Starting at the line that contains "Dear assistant, the user would like the motorcycle front", copy the data below word for word through to its end.

▶ **INPUT RECORDS**:
— start —

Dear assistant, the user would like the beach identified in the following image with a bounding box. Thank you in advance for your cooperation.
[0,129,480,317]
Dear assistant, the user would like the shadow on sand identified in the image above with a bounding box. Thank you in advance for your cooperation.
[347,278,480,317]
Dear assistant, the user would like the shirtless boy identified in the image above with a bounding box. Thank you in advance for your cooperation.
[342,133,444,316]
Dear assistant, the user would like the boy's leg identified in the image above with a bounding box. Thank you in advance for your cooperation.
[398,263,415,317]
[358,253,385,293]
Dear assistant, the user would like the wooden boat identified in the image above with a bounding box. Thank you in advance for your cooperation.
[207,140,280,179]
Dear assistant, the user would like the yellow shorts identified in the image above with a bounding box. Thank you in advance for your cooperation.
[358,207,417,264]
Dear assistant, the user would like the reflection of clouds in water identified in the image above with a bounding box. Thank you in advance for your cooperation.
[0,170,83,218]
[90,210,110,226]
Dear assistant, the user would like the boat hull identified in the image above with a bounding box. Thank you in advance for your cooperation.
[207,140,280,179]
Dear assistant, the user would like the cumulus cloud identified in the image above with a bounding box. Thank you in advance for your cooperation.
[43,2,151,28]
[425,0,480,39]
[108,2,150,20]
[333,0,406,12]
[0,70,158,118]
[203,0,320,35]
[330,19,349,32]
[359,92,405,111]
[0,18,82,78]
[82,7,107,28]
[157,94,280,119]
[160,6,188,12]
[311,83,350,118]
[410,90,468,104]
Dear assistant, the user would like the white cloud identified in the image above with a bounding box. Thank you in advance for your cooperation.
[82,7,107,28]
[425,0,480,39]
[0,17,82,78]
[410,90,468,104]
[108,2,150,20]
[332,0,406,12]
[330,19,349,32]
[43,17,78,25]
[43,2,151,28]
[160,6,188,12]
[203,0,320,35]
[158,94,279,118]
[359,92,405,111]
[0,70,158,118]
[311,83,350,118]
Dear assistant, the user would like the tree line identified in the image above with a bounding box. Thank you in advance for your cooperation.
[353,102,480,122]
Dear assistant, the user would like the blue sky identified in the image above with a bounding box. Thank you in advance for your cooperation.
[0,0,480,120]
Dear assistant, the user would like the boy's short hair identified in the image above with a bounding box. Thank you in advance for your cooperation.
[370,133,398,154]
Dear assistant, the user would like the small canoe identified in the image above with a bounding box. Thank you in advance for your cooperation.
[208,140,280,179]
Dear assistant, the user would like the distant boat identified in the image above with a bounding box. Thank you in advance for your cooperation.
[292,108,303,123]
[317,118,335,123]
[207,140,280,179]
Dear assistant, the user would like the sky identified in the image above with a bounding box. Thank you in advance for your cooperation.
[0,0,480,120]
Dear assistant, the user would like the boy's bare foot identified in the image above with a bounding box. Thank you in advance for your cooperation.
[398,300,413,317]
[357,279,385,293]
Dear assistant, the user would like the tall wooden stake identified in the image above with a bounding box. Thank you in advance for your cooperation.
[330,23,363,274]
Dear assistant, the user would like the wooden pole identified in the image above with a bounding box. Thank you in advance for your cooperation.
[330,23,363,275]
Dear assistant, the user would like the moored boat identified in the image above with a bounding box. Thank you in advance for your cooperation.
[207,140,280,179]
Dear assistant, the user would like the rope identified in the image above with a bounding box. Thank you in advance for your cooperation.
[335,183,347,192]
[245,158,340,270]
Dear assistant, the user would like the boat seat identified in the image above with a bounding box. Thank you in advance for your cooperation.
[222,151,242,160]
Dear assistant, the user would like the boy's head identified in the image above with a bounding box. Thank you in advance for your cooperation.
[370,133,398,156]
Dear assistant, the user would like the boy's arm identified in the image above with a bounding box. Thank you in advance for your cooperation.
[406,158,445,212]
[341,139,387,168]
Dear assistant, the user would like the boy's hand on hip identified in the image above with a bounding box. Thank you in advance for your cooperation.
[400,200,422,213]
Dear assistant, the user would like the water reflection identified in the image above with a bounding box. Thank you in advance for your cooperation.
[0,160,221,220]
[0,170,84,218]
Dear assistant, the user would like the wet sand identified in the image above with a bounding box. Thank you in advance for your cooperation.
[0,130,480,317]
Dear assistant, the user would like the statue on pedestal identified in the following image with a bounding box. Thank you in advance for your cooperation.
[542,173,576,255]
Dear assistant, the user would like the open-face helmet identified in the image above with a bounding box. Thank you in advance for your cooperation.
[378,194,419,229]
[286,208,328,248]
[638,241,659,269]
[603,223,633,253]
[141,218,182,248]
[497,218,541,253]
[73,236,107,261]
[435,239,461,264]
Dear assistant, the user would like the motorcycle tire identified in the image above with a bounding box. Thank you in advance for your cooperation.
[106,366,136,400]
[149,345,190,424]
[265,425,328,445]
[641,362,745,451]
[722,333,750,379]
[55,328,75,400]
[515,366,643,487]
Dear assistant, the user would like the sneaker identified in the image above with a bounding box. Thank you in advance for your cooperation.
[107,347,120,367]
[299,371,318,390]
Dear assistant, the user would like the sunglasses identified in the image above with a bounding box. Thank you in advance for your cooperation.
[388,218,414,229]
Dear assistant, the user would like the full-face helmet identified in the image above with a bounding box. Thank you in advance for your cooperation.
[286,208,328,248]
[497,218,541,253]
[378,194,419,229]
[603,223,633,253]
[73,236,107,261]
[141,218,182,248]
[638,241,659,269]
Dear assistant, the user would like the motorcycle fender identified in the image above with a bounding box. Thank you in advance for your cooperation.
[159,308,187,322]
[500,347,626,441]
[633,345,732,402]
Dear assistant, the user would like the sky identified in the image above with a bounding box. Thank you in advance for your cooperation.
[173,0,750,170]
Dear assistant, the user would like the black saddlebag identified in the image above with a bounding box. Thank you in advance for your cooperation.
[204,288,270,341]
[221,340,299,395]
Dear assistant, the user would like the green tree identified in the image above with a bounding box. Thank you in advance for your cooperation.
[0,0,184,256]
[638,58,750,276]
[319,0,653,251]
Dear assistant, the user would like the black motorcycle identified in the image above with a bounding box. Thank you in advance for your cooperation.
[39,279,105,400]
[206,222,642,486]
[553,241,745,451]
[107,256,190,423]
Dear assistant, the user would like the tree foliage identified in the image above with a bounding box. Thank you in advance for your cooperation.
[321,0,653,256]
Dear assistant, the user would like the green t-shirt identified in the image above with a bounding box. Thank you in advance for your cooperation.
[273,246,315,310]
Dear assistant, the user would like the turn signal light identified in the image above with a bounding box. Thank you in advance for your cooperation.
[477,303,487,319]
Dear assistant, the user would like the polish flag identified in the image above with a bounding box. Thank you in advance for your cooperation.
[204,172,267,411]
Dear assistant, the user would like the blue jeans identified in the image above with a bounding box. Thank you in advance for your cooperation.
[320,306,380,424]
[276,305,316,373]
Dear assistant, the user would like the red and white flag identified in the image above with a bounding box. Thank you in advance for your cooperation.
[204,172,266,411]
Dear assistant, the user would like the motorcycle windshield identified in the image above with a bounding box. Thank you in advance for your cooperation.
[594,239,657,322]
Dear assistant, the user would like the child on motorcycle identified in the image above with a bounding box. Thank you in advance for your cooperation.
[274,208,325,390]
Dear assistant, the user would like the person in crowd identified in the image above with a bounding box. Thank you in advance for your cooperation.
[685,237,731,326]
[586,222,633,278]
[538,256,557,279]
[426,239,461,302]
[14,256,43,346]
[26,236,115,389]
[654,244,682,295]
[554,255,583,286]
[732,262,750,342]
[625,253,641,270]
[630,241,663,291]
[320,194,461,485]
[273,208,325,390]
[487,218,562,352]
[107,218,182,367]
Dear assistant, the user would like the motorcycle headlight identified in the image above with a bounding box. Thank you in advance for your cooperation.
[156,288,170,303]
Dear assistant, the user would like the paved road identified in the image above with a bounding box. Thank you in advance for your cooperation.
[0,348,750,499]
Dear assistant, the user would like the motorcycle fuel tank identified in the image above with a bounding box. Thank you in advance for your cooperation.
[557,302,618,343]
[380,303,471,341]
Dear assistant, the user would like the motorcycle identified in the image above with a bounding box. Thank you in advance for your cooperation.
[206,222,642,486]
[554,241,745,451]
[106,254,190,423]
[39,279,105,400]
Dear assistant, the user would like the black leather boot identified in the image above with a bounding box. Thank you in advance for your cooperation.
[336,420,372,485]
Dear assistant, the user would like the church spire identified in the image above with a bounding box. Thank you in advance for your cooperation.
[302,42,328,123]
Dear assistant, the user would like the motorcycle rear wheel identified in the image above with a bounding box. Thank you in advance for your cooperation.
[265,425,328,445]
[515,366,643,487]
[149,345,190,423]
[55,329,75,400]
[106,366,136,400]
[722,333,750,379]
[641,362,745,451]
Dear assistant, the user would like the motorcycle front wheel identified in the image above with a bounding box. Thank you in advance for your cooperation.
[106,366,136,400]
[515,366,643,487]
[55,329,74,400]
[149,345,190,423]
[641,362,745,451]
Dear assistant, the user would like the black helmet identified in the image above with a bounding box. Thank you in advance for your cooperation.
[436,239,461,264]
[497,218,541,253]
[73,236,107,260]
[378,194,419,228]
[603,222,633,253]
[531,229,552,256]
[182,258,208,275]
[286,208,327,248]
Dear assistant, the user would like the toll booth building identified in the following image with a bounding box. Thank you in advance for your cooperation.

— end —

▶ **OUTPUT FOR THIS EXERCISE**:
Dear assistant, the user would like the motorcycle front wheel identified in the image above with a bounding box. Thank you in advance for your cooperation.
[106,366,136,400]
[515,366,643,487]
[55,329,74,400]
[149,345,190,423]
[641,362,745,451]
Dear assistant, the user would like the black helmet identified in the image above with a bounding box. Thank you in advance for your cooperation.
[436,239,461,264]
[497,218,541,253]
[73,236,107,260]
[378,194,419,228]
[603,222,633,253]
[531,229,552,256]
[182,258,208,275]
[286,208,327,248]
Dear assistant, the user would like the toll booth building identified in the following image with a bounding box. Thank you in advance for your cooperation.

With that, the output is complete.